- [WORK TO BE COMPLETED]
Below are some records; print every one of them exactly.

- [EXERCISE INPUT]
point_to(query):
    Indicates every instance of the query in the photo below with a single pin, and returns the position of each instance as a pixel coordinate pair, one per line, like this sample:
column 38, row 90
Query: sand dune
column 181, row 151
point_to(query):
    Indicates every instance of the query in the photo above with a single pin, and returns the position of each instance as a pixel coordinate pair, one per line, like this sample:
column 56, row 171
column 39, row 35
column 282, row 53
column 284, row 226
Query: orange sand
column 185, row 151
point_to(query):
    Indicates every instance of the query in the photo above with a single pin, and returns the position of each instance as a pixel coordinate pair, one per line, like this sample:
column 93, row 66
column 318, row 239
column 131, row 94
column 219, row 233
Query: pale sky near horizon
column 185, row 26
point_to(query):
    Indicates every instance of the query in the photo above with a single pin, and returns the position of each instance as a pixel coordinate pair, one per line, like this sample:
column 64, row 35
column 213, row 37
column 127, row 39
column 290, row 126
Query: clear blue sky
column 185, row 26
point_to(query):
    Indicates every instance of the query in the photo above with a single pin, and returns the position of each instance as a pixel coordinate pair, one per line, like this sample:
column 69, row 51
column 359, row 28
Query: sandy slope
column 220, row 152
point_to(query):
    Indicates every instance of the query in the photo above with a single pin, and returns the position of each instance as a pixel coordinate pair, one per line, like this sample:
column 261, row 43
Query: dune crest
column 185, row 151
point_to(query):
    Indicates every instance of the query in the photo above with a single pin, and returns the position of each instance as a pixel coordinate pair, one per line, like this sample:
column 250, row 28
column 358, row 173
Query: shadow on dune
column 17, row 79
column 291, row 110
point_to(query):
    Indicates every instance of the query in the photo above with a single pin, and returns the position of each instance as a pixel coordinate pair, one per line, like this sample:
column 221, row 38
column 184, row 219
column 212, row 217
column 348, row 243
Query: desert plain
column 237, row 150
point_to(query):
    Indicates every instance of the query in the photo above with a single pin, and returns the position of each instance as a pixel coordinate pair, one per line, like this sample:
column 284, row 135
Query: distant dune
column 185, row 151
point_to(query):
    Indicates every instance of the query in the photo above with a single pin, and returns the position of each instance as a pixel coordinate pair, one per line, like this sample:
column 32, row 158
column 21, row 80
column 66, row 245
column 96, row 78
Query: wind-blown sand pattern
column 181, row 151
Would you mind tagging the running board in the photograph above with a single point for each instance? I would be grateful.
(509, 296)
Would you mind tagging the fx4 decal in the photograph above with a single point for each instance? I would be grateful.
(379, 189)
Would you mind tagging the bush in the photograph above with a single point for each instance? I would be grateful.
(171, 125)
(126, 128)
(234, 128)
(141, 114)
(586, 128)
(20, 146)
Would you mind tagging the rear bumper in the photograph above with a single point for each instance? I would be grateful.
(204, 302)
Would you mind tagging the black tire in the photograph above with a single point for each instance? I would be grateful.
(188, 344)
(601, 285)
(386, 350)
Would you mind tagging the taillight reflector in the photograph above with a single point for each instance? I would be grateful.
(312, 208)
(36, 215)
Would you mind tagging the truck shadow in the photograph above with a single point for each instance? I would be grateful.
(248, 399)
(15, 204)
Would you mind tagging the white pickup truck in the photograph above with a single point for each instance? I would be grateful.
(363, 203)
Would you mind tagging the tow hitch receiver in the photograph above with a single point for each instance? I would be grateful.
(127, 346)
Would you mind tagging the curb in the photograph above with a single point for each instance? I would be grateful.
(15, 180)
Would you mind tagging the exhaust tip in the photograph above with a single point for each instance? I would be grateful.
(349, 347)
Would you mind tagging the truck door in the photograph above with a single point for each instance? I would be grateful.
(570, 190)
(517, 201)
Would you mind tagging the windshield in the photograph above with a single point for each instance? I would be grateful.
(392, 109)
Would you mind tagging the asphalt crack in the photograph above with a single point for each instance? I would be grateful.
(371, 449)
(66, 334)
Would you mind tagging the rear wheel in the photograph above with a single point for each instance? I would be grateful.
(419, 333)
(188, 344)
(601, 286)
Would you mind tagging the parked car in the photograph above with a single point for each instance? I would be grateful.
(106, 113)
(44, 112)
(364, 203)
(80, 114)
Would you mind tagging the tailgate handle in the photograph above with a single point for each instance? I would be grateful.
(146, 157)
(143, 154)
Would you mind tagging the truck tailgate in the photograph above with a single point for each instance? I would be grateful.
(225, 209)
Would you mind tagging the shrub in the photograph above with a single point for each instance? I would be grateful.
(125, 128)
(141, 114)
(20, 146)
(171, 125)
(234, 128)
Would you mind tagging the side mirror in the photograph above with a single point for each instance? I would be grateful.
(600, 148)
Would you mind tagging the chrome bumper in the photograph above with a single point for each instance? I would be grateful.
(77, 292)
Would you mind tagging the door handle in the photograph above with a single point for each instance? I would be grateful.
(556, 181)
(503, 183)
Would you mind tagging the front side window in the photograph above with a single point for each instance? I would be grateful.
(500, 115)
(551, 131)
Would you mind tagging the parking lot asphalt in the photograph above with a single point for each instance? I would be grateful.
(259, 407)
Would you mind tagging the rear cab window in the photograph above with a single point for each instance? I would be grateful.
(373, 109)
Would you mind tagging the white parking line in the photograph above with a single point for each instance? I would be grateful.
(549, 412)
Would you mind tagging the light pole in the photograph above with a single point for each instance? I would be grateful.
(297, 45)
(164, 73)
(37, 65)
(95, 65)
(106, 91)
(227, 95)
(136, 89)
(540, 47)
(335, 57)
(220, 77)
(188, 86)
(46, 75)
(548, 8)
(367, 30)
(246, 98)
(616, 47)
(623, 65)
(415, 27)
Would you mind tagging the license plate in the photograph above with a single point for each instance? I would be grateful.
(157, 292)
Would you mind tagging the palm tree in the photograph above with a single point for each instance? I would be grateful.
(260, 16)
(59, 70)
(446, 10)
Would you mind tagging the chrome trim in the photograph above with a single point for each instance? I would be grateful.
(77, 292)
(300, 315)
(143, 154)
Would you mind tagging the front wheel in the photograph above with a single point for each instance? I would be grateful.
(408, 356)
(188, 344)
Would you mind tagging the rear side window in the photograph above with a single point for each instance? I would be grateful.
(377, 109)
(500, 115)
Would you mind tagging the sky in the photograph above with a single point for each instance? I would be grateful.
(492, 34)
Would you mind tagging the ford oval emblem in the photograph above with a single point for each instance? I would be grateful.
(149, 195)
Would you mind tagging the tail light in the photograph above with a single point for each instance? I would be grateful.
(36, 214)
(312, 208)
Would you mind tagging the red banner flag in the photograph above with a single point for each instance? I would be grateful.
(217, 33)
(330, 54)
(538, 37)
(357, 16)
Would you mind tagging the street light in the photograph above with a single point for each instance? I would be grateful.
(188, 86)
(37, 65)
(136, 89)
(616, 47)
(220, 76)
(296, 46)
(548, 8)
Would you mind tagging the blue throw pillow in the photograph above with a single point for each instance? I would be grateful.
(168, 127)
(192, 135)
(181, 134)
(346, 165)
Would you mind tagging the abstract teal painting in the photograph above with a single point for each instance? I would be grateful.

- [SOLUTION TO THE EXERCISE]
point_to(query):
    Indicates every instance of the query in the photo below with a single pin, and returns the position of each instance as a pixel coordinate pair, one per line, like this sample:
column 38, row 90
Query: sand dune
column 181, row 151
point_to(query):
    Indicates every instance of the query in the photo above with a single pin, and returns the position of each instance as a pixel coordinate pair, one per line, like this sample:
column 56, row 171
column 39, row 35
column 282, row 53
column 284, row 226
Query: orange sand
column 185, row 151
point_to(query):
    Indicates every instance of the query in the photo above with a single pin, and returns the position of each instance as a pixel coordinate pair, one per line, like this sample:
column 93, row 66
column 318, row 239
column 131, row 94
column 219, row 233
Query: pale sky near horizon
column 185, row 26
point_to(query):
    Indicates every instance of the query in the photo above with a single pin, and returns the position of each instance as a pixel coordinate pair, one per line, like this sample:
column 64, row 35
column 213, row 37
column 127, row 39
column 290, row 126
Query: clear blue sky
column 185, row 26
point_to(query):
    Indicates every instance of the query in the photo above with a single pin, and returns the position of each instance as a pixel coordinate pair, one per line, like this sample:
column 69, row 51
column 359, row 28
Query: sandy slope
column 220, row 152
point_to(query):
    Indicates every instance of the query in the photo above with a single pin, and returns the position of each instance as a pixel coordinate pair, one per line, like this sample:
column 261, row 43
Query: dune crest
column 185, row 151
point_to(query):
    Indicates every instance of the query in the photo above with a single pin, and returns the position of each instance as a pixel coordinate pair, one per line, like this sample:
column 250, row 28
column 358, row 173
Query: shadow on dune
column 17, row 79
column 291, row 110
point_to(query):
    Indicates every instance of the query in the photo above with a single pin, and returns the position of each instance as a pixel coordinate pair, one per line, like this sample:
column 221, row 38
column 184, row 219
column 212, row 217
column 348, row 243
Query: desert plain
column 237, row 150
point_to(query):
    Indicates every instance of the query in the photo above with a single pin, and returns the position of each instance as a pixel coordinate pair, one per line, like this sample:
column 284, row 135
Query: distant dune
column 185, row 151
point_to(query):
    Indicates every instance of the query in the photo above with a single pin, and returns the position of each instance as a pixel coordinate pair, one per line, like this sample:
column 32, row 158
column 21, row 80
column 66, row 245
column 96, row 78
Query: wind-blown sand pattern
column 181, row 151
Would you mind tagging the running board in the photograph above with a single point for each instance? I would be grateful.
(509, 296)
Would you mind tagging the fx4 decal in the photograph above with a single point for each instance? I would be grateful.
(379, 189)
Would you mind tagging the bush in the photograph above with a single point for each instance? I would be grateful.
(171, 125)
(126, 128)
(234, 128)
(141, 114)
(586, 128)
(20, 146)
Would you mind tagging the rear bumper in the photograph above with a single point for each instance? I would be grateful.
(204, 302)
Would you mind tagging the black tire in the photograph above with a single point for each instance? I would be grateful.
(188, 344)
(601, 285)
(386, 350)
Would you mind tagging the taillight reflector in the photograph above with a single point for each instance? I would be grateful.
(312, 208)
(36, 215)
Would you mind tagging the truck shadow in the photograph above with a single point for each instance? I would be grateful.
(248, 399)
(15, 204)
Would you mind tagging the white pickup truck in the photograph above with a single point for each instance? I would be grateful.
(363, 203)
Would you mind tagging the tow hitch receiver in the photograph above with a single point for each instance? I would be grateful.
(127, 346)
Would you mind tagging the curb in the photograph above with a single point for each instance? I would be grateful.
(15, 180)
Would you mind tagging the exhaust tip in the photograph above with a single point for each instance? I would be grateful.
(349, 347)
Would you mind tagging the truck door in the photograph above with a single point for each instance? I would be grateful.
(570, 190)
(517, 201)
Would you mind tagging the windshield in the photograph above with a single point for each instance? I would be grateful.
(392, 109)
Would you mind tagging the asphalt crack in the photograph above with a single point for each instance? I would be grateful.
(371, 449)
(66, 334)
Would you mind tagging the rear wheel in the photograph above with a single point for each instance? I would be grateful.
(419, 333)
(188, 344)
(601, 286)
Would you mind tagging the parked car in the photograph above with a single point for each instance? I would be grateful.
(106, 113)
(44, 112)
(364, 203)
(80, 114)
Would you mind tagging the tailgate handle in the photograph above with a single point for each instance? I would be grateful.
(146, 157)
(143, 154)
Would you mind tagging the truck tailgate in the photograph above with a single point for each instance? I would be grateful.
(225, 209)
Would you mind tagging the shrub in the photograph above with a single point for each instance? I would be grateful.
(125, 128)
(141, 114)
(20, 146)
(171, 125)
(234, 128)
Would you mind tagging the side mirror in the photograph above with a single point for each instance? I would be grateful.
(600, 148)
Would you mind tagging the chrome bumper in the photograph above with a single point for each instance? I would be grateful.
(77, 292)
Would you mind tagging the door handle in the photograph above with a single point for each instance? I would be grateful.
(556, 181)
(503, 183)
Would you mind tagging the front side window in the photograph above with a single point for each instance? I would be grateful.
(500, 115)
(551, 131)
Would you mind tagging the parking lot asphalt in the photograph above with a single point for each instance? I would be grateful.
(259, 407)
Would you mind tagging the rear cab window in the photograph above with a single point for each instance? I would be grateful.
(373, 109)
Would you mind tagging the white parking line in the photograph above with a single point for each instance? I would be grateful.
(549, 412)
Would you mind tagging the light pole in the photograph above with a single point for each instance? I would be grateful.
(297, 45)
(164, 73)
(37, 65)
(95, 65)
(106, 91)
(227, 95)
(136, 89)
(540, 47)
(335, 57)
(220, 77)
(188, 86)
(46, 75)
(548, 8)
(367, 30)
(246, 98)
(616, 47)
(623, 65)
(415, 27)
Would you mind tagging the license plate in the photograph above with a single point for each instance? I would be grateful.
(157, 292)
Would you mind tagging the palm tree in the photograph above with a single point for each instance? I would be grateful.
(260, 16)
(59, 70)
(446, 10)
Would you mind tagging the chrome trim in the photograph above with a single point for each instance? I would be grateful.
(77, 292)
(300, 315)
(143, 154)
Would you mind tagging the front wheel in the photograph above with a single point for each instance? I would be grateful.
(408, 356)
(188, 344)
Would you mind tagging the rear side window in the photograph above with a single point for each instance? I would be grateful.
(377, 109)
(500, 115)
Would you mind tagging the sky in the photograph above with a single point for each instance? I would be grateful.
(492, 34)
Would you mind tagging the ford oval emblem in the photograph above with a single point for each instance? I would be grateful.
(149, 195)
Would you mind tagging the tail light in the photograph above with a single point for each instance? I would be grateful.
(36, 214)
(312, 208)
Would you mind tagging the red banner flag in the photograph above with a single point for each instance? I would be grateful.
(217, 33)
(330, 54)
(538, 37)
(357, 16)
Would you mind tagging the street light in the photograph above with a single point for each instance? I would be grateful.
(188, 86)
(37, 65)
(136, 89)
(616, 47)
(220, 76)
(296, 46)
(548, 8)
Would you mind tagging the blue throw pillow in the photograph above with a single point for each instance? I would be grateful.
(168, 127)
(192, 135)
(181, 134)
(346, 165)
Would you mind tagging the abstract teal painting in the photograph above with a single point for each instance? I would be grateful.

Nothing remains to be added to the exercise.